▶ Input
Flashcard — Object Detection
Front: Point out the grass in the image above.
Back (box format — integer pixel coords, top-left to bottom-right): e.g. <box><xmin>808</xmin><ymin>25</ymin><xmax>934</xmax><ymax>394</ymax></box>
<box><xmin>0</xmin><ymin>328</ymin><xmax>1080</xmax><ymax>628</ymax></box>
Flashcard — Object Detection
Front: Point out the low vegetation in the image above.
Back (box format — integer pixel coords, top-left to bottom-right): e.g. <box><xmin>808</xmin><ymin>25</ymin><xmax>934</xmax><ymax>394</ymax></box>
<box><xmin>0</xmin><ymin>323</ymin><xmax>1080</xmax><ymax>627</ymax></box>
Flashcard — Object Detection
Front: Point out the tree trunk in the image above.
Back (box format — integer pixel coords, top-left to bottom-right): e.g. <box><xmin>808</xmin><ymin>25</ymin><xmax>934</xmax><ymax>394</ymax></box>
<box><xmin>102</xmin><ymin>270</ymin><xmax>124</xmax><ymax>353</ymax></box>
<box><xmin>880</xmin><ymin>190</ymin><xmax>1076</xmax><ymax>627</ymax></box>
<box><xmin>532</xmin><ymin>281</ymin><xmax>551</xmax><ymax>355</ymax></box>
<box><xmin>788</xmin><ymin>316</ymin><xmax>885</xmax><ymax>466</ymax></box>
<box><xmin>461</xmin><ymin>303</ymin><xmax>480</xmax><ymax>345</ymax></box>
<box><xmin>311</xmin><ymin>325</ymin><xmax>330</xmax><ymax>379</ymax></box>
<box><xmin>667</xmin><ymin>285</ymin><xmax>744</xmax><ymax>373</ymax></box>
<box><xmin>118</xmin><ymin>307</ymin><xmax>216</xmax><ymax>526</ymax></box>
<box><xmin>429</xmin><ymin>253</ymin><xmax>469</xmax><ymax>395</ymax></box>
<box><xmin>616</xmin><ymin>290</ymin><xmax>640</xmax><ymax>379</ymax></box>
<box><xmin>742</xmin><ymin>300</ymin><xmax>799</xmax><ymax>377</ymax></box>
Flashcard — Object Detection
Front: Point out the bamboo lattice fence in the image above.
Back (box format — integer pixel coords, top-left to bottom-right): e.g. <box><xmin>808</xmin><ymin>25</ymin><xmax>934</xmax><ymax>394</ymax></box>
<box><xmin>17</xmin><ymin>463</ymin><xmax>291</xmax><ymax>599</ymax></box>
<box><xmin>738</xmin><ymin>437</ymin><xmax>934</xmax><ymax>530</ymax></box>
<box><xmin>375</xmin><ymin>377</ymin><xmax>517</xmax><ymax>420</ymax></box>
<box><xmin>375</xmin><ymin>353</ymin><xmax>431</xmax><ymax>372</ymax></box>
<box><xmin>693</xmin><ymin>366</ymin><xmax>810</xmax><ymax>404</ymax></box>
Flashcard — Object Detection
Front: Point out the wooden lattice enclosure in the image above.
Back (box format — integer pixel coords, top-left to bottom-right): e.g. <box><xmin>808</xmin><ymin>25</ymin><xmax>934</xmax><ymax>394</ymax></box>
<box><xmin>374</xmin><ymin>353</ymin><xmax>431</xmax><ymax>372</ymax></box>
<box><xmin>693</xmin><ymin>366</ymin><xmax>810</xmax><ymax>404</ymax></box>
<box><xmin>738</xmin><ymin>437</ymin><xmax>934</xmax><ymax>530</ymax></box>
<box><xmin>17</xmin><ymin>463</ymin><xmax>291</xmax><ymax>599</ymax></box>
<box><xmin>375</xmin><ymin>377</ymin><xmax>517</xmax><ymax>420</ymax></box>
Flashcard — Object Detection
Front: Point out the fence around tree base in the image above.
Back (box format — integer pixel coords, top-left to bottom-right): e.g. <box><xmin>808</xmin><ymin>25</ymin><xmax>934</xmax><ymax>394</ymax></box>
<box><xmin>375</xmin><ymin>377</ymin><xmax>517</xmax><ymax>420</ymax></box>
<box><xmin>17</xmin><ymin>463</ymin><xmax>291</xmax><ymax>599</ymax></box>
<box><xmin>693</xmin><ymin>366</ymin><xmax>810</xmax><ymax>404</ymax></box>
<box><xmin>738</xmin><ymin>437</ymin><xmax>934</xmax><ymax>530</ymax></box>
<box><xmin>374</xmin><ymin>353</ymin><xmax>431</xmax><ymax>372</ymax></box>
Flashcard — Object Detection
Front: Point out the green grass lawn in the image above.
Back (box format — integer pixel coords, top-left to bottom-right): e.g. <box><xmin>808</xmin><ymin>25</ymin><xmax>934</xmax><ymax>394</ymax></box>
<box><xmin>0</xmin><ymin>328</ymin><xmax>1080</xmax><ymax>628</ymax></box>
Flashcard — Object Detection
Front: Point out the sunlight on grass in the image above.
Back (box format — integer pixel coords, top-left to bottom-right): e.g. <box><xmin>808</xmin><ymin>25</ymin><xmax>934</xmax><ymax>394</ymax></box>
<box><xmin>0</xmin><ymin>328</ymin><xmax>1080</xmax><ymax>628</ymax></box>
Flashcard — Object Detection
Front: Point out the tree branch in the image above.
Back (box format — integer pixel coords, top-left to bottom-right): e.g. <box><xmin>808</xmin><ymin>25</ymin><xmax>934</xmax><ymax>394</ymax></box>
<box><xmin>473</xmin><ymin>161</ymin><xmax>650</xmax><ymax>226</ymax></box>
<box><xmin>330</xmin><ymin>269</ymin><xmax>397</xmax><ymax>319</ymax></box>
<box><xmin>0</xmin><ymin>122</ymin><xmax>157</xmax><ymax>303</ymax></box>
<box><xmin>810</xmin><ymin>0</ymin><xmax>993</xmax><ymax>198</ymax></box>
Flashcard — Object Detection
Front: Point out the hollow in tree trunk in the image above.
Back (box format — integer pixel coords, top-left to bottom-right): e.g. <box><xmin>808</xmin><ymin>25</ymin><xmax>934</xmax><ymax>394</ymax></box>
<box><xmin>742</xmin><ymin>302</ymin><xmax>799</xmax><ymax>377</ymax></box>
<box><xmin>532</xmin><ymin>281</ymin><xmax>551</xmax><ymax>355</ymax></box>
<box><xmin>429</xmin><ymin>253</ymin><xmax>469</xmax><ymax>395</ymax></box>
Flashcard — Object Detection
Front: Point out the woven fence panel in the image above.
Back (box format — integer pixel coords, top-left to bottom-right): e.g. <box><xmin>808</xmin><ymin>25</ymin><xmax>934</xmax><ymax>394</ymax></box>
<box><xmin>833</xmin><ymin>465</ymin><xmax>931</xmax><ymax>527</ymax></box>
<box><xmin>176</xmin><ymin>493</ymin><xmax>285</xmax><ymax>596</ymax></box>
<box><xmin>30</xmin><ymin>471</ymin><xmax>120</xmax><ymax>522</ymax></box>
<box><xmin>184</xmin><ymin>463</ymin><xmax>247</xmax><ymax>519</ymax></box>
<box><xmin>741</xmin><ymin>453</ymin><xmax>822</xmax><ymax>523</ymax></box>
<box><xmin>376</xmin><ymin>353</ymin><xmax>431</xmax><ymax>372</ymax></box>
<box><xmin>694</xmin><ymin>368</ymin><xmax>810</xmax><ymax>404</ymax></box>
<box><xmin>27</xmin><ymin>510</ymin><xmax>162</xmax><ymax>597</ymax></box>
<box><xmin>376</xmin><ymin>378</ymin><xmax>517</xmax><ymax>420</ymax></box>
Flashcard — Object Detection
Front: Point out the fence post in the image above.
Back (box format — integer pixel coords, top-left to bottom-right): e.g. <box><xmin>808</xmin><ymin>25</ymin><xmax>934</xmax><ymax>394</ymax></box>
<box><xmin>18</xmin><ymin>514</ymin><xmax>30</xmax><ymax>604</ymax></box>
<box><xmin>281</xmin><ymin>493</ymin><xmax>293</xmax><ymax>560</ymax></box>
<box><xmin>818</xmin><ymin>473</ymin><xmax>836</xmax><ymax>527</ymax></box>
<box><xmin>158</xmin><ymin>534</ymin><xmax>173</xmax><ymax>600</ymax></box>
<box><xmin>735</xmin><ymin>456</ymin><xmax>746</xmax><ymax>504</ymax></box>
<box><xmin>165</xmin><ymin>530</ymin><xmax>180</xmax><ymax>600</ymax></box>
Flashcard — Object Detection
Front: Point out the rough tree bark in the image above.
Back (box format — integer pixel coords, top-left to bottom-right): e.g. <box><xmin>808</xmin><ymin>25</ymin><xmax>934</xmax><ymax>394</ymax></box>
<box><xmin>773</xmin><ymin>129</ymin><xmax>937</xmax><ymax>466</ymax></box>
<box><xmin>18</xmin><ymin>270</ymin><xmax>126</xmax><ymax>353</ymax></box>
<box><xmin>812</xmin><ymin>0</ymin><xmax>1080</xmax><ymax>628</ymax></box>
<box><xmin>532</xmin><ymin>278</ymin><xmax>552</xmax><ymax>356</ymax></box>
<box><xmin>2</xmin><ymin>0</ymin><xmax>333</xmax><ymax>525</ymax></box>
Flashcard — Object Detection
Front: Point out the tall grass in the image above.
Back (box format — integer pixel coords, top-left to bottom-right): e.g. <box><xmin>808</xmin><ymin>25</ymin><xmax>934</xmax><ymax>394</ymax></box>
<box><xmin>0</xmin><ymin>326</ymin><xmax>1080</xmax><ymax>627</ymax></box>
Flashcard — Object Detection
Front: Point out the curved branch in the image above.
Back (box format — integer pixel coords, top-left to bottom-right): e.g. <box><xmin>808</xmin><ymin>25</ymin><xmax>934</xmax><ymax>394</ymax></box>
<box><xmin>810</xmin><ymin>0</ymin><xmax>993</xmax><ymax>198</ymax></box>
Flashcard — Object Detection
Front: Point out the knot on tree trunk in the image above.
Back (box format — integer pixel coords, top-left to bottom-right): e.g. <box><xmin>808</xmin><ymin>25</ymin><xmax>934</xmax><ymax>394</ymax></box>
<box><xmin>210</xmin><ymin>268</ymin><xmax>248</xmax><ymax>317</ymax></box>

▶ Exercise aim
Pick out every line of the records above that contains the word "branch", copying each line in full, and treat the search as case-sensitive.

▶ Correct answer
Front: Point out the tree branch in the image above.
Front: Point out the curved branch in the image above.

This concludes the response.